**CONSIGNE 1:** Les affirmations suivantes concordent-elles avec le texte ci-dessous sur les congés illimités ? Répondez par oui ou par non pour chacune, en citant mot pour mot le passage qui tranche. (a) Les congés illimités exigent une conduite du changement à grande échelle. (b) L’entreprise ne court aucun risque en adoptant les congés illimités. (c) Certains salariés pourraient travailler davantage pour éviter que leur part de travail soit confiée à d’autres pendant leurs congés.
**CONSIGNE 2:** Recopiez le passage du texte sur les congés illimités qui commence par « Les congés illimités » et va jusqu’à « partent en congés. », en remplaçant « salaires » par « rémunérations ».
**CONSIGNE 3:** Poursuivez le texte sur les congés illimités à partir de sa dernière phrase.

**TEXTE À LIRE:**
******************************

Le piège de la liberté ?

Les congés illimités impliquent un ‘change management’ à grande échelle. C’est un réel défi pour les RH car l’entreprise prend un risque, celui d’une rupture d’égalité entre les collaborateurset une stigmatisation de certaines fonctions. Devront être repensés les modes de collaboration, la notion d’équité, la gestion des salaires et de la performance mais aussi l’impact sur l’organisation de l’entreprise et la répartition du travail. Il appartiendra également au collaborateur de gérer la pression du groupe. L’adage « qui part (…) perd sa place » pourrait conduire certains à travailler toujours plus pour ne pas voir leur part de travail confiée à d’autres lorsqu’ils partent en congés.

******************************

**DONNÉES FOURNIES:**
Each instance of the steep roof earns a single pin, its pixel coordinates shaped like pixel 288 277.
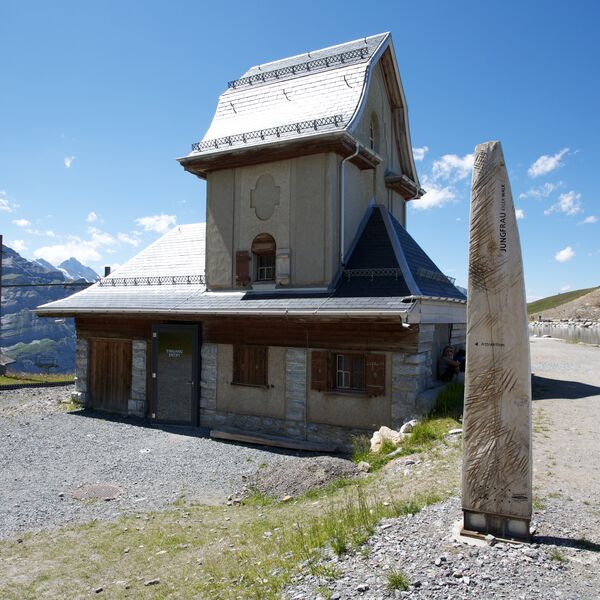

******************************

**RÉSULTAT FINAL 1:**
(a) Oui : « Les congés illimités impliquent un ‘change management’ à grande échelle ».
(b) Non : « l’entreprise prend un risque ».
(c) Oui : « pourrait conduire certains à travailler toujours plus pour ne pas voir leur part de travail confiée à d’autres lorsqu’ils partent en congés ».

**RÉSULTAT FINAL 2:**
Les congés illimités impliquent un ‘change management’ à grande échelle. C’est un réel défi pour les RH car l’entreprise prend un risque, celui d’une rupture d’égalité entre les collaborateurset une stigmatisation de certaines fonctions. Devront être repensés les modes de collaboration, la notion d’équité, la gestion des rémunérations et de la performance mais aussi l’impact sur l’organisation de l’entreprise et la répartition du travail. Il appartiendra également au collaborateur de gérer la pression du groupe. L’adage « qui part (…) perd sa place » pourrait conduire certains à travailler toujours plus pour ne pas voir leur part de travail confiée à d’autres lorsqu’ils partent en congés.

**RÉSULTAT FINAL 3:**
Boite de Pandore ou confiance absolue

Le risque d’excès ou de burn-out dans ce modèle ne peut être ignoré. Si l’abus est un risque à gérer, la question de confiance et de transparence entre le collaborateur et l’employeur occupe une place centrale dans ce nouveau système. Ce qui est attendu et valorisé dans l’entreprise devra désormais être relayé à tous niveaux. Des valeurs sur lesquelles les RH devront s’appuyer pour monitorer un système audacieux et dont la finalité sera d’être un avantage pour les deux parties, sans mauvaise contrepartie.

 

La question est de savoir si nous sommes aujourd’hui prêts à un changement de paradigme. Un modèle prônant l’intrapreneuriat, avec les conséquences que cela comporte pour les collaborateurs et le management, et qui concernerait tous les niveaux hiérarchiques et toutes les fonctions de l’organisation.